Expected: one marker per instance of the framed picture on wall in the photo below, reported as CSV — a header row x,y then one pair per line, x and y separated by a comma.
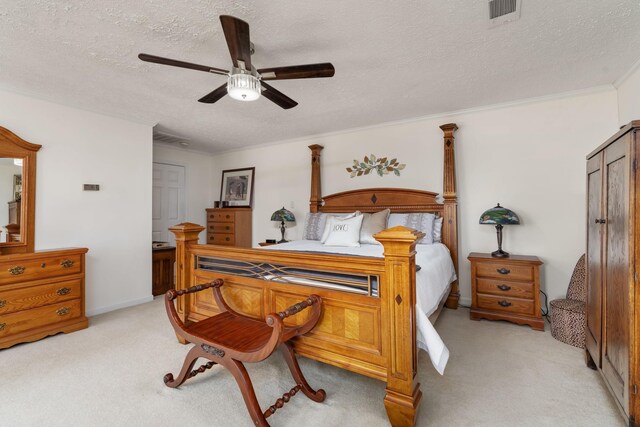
x,y
237,187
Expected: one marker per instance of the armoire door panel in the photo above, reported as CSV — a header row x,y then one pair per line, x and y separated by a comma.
x,y
616,330
594,257
613,252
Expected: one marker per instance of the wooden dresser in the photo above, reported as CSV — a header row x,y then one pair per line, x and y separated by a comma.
x,y
229,226
613,294
506,289
41,294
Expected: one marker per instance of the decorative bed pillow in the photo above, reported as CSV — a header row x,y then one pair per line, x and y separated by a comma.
x,y
327,226
314,226
418,221
372,224
344,232
437,230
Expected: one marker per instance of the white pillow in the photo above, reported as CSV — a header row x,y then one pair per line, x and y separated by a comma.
x,y
417,221
437,230
372,224
314,225
345,232
327,227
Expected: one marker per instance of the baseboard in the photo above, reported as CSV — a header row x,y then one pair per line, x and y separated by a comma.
x,y
118,306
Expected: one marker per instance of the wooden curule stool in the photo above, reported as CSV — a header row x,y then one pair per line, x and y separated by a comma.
x,y
229,339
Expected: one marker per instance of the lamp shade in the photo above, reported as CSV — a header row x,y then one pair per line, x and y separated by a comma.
x,y
499,215
283,215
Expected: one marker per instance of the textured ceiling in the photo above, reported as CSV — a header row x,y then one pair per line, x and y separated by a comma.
x,y
394,59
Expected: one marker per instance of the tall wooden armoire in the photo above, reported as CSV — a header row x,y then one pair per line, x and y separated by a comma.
x,y
613,250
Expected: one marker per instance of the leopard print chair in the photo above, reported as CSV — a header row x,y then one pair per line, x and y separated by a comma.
x,y
568,319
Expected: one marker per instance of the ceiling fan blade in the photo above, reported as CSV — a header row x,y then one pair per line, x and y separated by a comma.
x,y
277,97
236,31
175,63
214,96
298,71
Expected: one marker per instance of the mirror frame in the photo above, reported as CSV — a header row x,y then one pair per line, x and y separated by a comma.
x,y
11,145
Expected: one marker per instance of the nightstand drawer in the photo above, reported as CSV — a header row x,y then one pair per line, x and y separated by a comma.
x,y
221,216
505,271
35,296
505,288
25,320
221,239
512,305
221,227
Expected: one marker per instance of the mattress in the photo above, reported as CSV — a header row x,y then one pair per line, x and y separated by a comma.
x,y
433,281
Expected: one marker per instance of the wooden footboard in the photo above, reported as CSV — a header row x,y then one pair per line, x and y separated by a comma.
x,y
367,326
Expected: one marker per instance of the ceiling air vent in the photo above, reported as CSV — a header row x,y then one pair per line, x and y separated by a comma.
x,y
168,138
502,11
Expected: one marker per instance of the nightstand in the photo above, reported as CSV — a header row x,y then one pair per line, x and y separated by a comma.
x,y
506,289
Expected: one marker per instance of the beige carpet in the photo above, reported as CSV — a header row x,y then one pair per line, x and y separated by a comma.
x,y
499,374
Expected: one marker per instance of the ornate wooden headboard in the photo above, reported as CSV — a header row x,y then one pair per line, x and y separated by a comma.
x,y
400,200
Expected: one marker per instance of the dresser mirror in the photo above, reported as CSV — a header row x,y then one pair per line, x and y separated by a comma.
x,y
17,193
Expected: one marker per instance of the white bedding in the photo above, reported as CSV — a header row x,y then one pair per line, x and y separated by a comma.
x,y
432,284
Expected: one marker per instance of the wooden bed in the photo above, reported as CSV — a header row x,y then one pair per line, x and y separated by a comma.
x,y
371,334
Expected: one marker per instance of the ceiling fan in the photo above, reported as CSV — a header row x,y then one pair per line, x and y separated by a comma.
x,y
244,81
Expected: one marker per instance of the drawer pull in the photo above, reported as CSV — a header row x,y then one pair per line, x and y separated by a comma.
x,y
63,311
67,263
63,291
18,269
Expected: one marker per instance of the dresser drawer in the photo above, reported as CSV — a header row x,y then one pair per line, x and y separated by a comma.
x,y
39,268
221,217
511,305
36,296
221,239
25,320
505,288
221,227
505,271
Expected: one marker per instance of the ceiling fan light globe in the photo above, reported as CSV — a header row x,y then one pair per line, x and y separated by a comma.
x,y
243,87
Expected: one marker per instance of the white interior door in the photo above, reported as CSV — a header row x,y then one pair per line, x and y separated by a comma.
x,y
168,200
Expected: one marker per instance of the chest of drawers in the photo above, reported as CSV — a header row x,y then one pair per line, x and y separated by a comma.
x,y
506,289
229,227
41,294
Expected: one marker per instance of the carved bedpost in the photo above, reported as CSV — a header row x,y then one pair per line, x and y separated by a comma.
x,y
316,195
449,231
398,296
186,235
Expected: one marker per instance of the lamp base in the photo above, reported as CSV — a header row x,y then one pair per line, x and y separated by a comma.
x,y
500,254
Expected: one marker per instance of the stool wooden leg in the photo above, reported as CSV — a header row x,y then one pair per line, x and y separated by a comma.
x,y
187,366
289,355
248,394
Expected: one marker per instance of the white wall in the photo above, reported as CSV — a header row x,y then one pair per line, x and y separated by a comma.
x,y
199,182
529,157
80,147
629,96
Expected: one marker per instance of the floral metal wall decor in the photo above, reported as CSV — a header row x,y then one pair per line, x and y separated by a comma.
x,y
382,166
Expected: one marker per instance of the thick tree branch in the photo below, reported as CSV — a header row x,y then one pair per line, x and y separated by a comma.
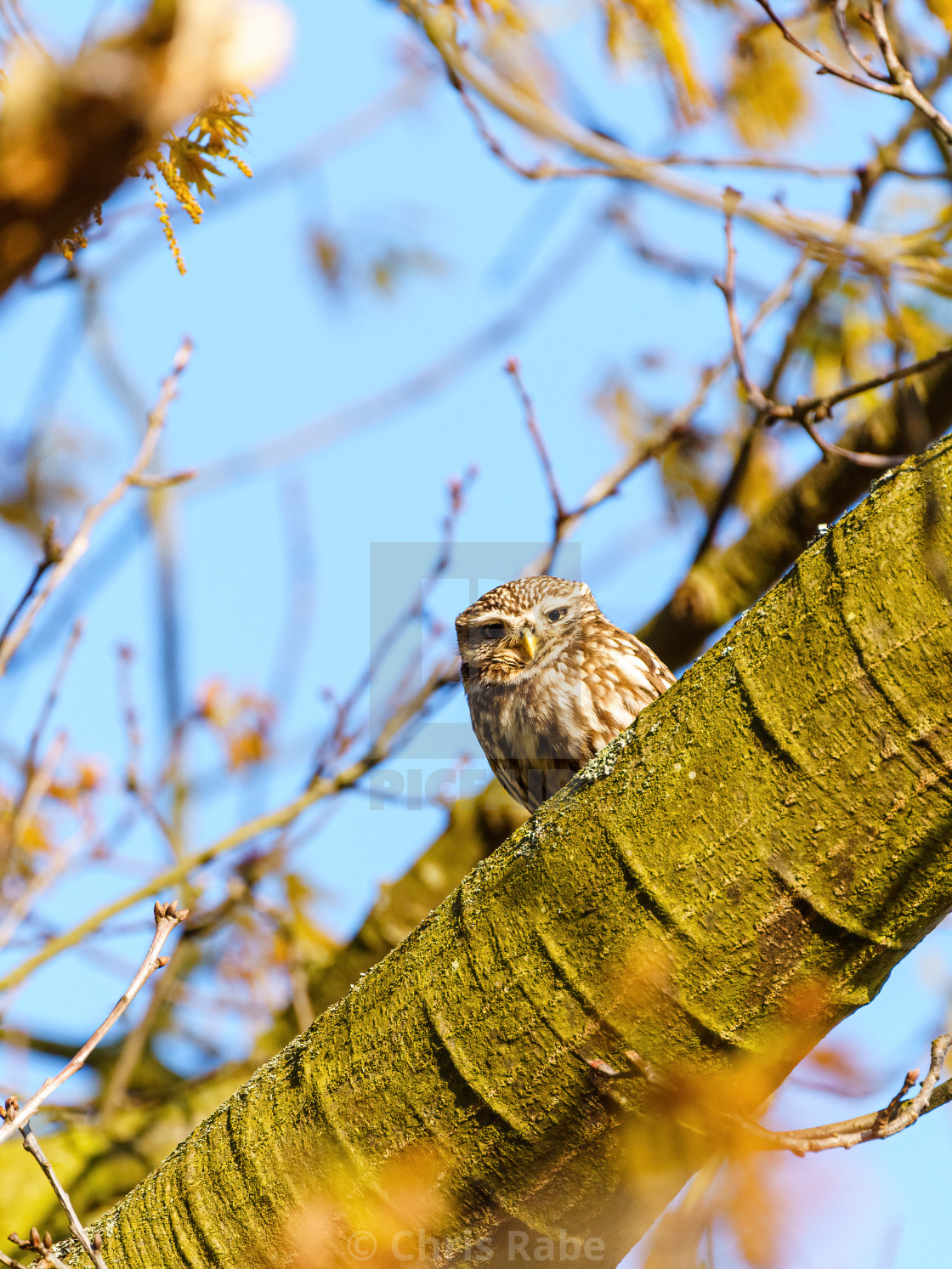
x,y
725,583
715,891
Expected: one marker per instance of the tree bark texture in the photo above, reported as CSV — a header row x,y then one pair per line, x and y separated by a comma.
x,y
722,885
726,581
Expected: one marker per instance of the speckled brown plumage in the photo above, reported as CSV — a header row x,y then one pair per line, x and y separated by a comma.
x,y
550,682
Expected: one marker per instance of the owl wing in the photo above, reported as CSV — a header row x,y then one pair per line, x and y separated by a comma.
x,y
622,677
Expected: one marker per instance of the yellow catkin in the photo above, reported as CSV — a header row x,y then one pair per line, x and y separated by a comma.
x,y
241,165
661,22
162,208
179,190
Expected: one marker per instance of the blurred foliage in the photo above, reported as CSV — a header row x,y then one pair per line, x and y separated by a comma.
x,y
257,949
764,95
352,263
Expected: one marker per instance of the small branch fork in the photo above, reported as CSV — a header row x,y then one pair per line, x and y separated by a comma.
x,y
897,82
15,1119
60,561
565,519
167,919
892,1119
807,411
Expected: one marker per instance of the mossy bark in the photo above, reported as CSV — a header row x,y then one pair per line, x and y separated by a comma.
x,y
728,880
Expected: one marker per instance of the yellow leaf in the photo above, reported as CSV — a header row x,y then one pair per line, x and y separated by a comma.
x,y
659,23
766,98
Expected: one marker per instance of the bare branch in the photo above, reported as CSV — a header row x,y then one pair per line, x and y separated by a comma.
x,y
42,1246
162,481
731,198
899,82
887,1122
512,370
167,918
320,788
77,547
862,62
54,693
876,85
76,1227
894,1119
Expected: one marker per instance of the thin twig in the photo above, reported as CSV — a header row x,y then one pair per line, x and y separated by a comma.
x,y
830,67
54,693
167,918
164,481
823,405
321,788
23,904
902,77
52,553
542,170
807,410
862,61
512,370
77,547
887,1122
36,790
76,1227
43,1248
726,285
899,82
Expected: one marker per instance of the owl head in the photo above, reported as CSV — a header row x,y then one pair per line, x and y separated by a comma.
x,y
522,626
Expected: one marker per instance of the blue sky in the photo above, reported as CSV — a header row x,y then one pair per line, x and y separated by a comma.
x,y
275,352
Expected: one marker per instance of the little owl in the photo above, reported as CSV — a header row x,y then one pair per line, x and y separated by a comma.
x,y
550,682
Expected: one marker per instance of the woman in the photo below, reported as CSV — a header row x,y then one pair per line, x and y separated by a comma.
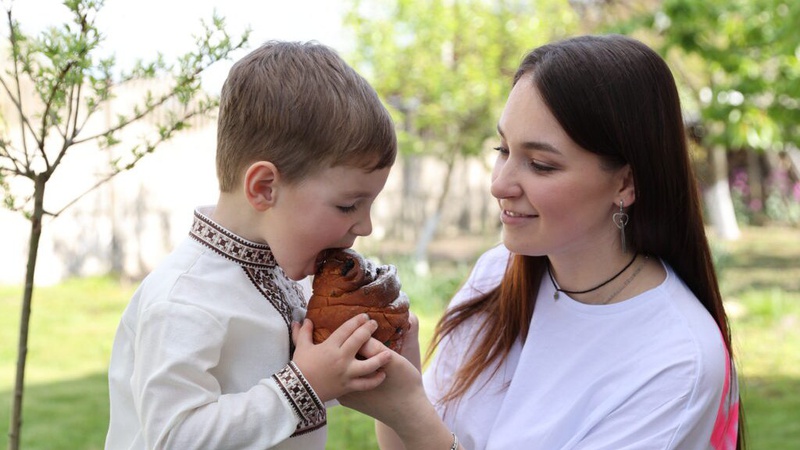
x,y
598,323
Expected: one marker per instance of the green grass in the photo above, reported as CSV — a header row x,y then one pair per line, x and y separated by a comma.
x,y
73,325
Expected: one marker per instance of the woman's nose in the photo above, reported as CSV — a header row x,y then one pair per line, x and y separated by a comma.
x,y
504,184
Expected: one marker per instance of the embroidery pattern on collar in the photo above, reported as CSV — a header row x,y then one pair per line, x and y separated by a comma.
x,y
229,245
258,263
305,403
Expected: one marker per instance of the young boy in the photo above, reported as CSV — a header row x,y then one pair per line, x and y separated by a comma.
x,y
204,355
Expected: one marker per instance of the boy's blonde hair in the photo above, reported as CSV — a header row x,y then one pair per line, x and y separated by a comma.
x,y
303,108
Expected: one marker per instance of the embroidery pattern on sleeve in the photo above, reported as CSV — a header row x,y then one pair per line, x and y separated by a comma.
x,y
305,403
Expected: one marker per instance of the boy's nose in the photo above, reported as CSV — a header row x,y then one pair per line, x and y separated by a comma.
x,y
363,227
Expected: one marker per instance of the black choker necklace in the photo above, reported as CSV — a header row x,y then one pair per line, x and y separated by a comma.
x,y
558,289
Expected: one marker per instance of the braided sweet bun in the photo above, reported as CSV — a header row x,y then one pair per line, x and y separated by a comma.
x,y
347,284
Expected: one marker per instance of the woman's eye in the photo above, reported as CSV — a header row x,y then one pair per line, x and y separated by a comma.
x,y
539,167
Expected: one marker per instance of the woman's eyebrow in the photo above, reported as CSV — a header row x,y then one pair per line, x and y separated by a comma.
x,y
532,145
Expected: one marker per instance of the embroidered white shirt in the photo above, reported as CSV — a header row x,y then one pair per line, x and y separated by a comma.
x,y
201,358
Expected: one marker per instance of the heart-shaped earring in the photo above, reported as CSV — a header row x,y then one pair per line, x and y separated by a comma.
x,y
620,219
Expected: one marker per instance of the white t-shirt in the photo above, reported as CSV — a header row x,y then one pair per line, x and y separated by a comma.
x,y
650,372
201,356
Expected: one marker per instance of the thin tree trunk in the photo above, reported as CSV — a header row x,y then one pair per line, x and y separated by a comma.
x,y
22,350
718,197
432,223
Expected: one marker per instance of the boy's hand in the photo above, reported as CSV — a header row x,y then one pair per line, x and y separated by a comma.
x,y
331,367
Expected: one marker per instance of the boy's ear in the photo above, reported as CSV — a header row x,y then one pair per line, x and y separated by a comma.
x,y
260,182
627,189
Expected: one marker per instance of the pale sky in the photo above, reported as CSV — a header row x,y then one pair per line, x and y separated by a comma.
x,y
137,29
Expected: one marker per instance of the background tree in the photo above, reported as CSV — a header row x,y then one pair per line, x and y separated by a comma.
x,y
444,68
70,87
737,62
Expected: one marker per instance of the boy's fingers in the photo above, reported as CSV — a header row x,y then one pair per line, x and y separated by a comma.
x,y
302,333
368,382
341,334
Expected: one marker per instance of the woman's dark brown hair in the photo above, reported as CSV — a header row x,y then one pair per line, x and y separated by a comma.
x,y
617,98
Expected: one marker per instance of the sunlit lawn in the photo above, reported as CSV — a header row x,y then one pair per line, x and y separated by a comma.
x,y
73,326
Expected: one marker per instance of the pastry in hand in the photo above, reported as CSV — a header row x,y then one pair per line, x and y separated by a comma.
x,y
347,284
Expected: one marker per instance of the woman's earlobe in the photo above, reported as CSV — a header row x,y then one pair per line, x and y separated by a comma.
x,y
260,183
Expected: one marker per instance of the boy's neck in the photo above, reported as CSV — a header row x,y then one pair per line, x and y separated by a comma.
x,y
235,214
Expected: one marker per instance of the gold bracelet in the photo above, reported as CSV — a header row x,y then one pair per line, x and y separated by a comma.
x,y
455,442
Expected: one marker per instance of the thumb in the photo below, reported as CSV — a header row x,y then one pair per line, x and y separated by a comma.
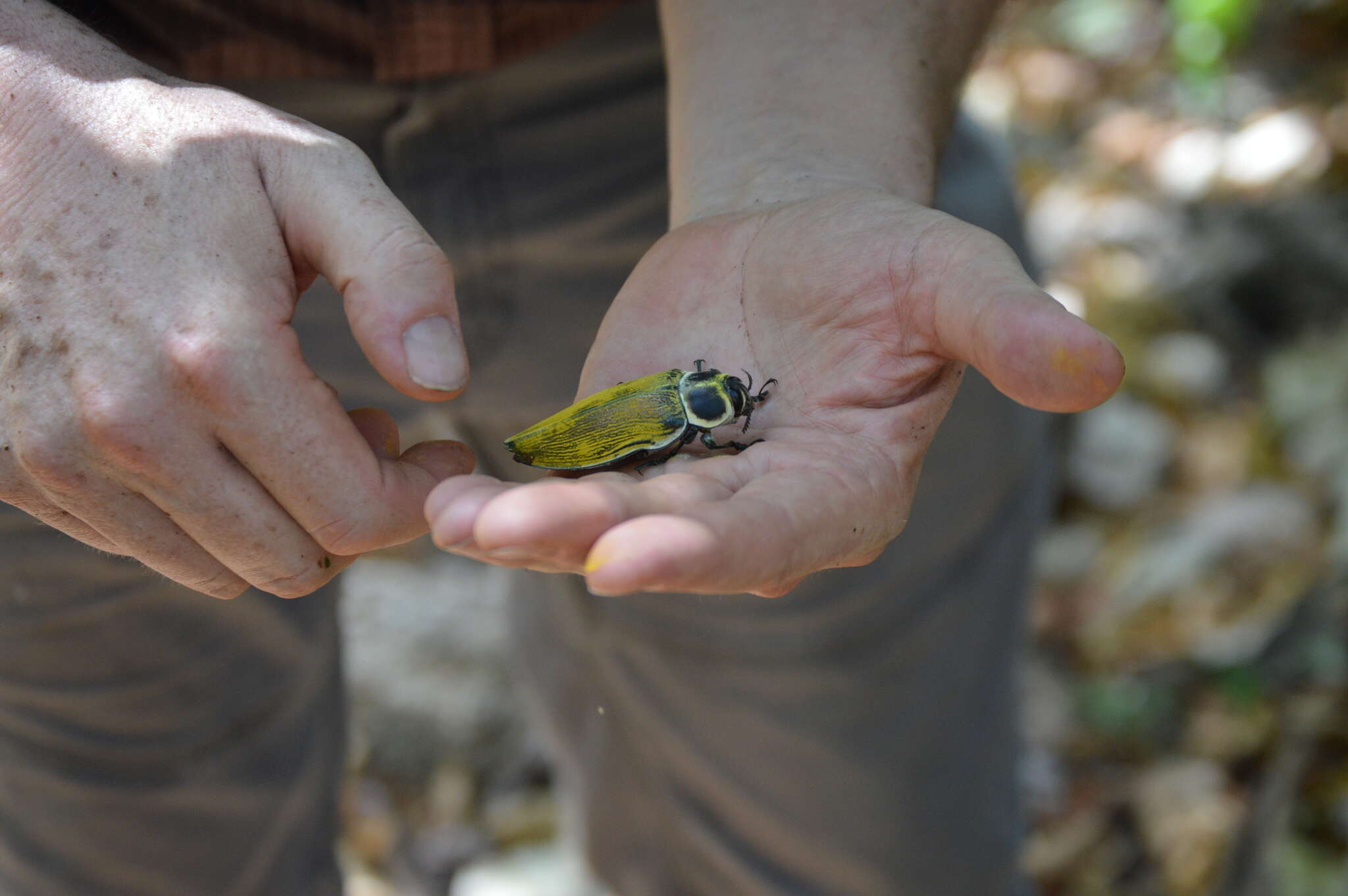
x,y
339,218
990,313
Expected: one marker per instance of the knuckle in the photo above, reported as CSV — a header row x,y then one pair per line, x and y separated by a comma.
x,y
114,424
51,461
407,247
221,584
294,582
344,537
203,360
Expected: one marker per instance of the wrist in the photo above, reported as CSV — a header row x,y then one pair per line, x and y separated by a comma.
x,y
758,181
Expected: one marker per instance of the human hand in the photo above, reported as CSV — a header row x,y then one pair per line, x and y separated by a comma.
x,y
866,307
154,402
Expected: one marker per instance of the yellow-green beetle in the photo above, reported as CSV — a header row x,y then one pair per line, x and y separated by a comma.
x,y
656,415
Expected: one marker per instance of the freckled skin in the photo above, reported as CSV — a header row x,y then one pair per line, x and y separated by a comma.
x,y
135,344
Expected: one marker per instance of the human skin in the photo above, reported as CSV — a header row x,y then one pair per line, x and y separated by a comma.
x,y
154,239
804,141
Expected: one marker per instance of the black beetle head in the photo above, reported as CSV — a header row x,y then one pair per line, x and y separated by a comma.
x,y
739,395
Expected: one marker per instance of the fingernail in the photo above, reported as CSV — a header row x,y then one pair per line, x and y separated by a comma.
x,y
436,355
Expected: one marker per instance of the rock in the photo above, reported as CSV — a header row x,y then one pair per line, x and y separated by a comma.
x,y
371,826
1045,707
1283,146
1189,367
428,662
361,883
1259,523
1066,553
1218,451
532,871
1119,453
1187,817
1125,136
522,817
1071,214
1188,164
990,99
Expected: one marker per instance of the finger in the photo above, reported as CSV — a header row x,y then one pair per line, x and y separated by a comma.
x,y
145,531
766,538
990,313
559,519
288,429
454,507
222,509
397,284
41,509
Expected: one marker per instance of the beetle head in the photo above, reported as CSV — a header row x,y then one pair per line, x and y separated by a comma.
x,y
740,398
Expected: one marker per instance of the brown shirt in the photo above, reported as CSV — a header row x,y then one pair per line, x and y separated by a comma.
x,y
382,39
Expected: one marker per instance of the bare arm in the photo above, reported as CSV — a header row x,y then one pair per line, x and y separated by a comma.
x,y
775,100
155,237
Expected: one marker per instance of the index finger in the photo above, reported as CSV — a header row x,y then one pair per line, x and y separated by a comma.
x,y
289,430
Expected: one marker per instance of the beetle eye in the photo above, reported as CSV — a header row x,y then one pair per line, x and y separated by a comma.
x,y
707,403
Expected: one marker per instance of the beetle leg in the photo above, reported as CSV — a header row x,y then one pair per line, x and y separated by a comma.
x,y
739,446
679,446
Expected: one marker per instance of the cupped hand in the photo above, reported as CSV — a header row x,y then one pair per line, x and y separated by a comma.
x,y
153,397
866,307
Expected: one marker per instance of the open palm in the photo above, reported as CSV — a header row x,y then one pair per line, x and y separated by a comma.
x,y
866,307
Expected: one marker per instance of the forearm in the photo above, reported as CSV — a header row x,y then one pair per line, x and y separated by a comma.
x,y
775,100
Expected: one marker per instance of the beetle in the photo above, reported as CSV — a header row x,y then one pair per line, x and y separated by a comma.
x,y
640,419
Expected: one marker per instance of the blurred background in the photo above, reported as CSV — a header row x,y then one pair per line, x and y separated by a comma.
x,y
1184,169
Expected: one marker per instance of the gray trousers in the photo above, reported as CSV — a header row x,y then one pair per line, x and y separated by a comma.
x,y
856,737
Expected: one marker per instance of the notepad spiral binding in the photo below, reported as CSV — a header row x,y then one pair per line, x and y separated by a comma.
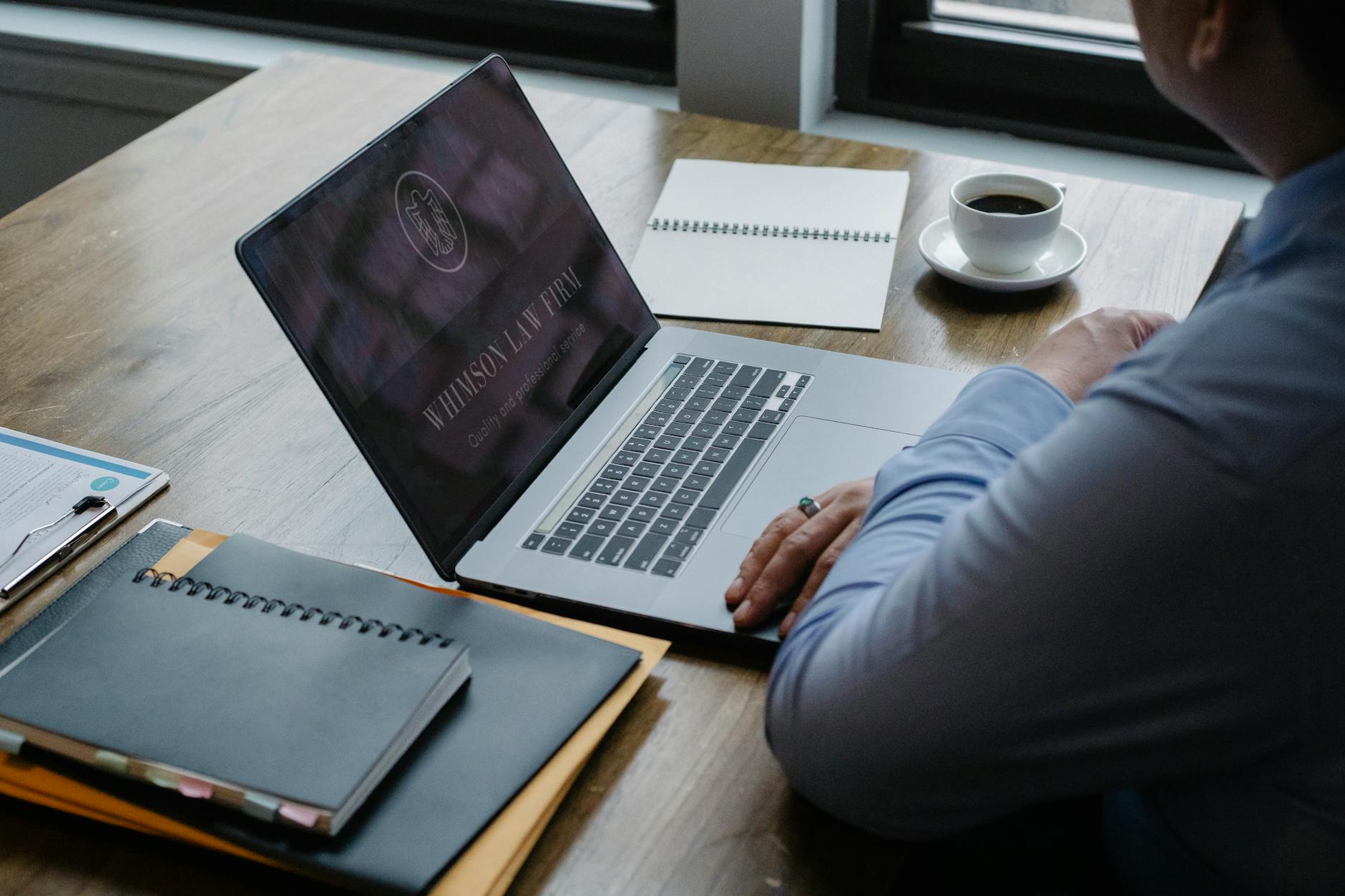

- [Work item]: Leaving the pictures aside, copy exactly and only the lines from the one holding "Expected: one marker per instance of the beetle leg" through the final line of the data, both ends kept.

- [Task output]:
Expected: one marker per instance of the beetle leg in the photo above, reported as CSV — a header row x,y then one pair per line, x and y separated by a comma.
x,y
739,446
679,446
Expected: one marker per instance of the cupped hand in the photo above, reported as CSV — a header row x,y then one pair per line, x and y separated by a comma.
x,y
153,397
866,307
Expected: one marker per instance of the open palm in the photo above, reported as CSV — a header row x,y then one pair per line, x and y separated by a comma.
x,y
866,307
Expected: one marker per instance of the forearm in the photo above, reported as CSV — a header row x,y then one pair per line, x and y separated by a comma.
x,y
775,100
Expected: one marker per instance of the beetle in the photo above, reported as CSV — a header row x,y then one pair per line, x and y separated by a comma.
x,y
640,419
Expected: one marker per instance of the blurred background in the photo above, reported as CSV — a header row x,y then one pair per line, x and y separated by a comma.
x,y
1184,169
Expected: one marker per instance of the gray trousers in the photo above, reported as CSV — a header row x,y then one pair per line, x and y separated by a comma.
x,y
856,737
Expected: one marker per instance of the notepad spiral binding in the photo below, reported as CSV — a header row x,y then one pair per line, x and y separated by a comma.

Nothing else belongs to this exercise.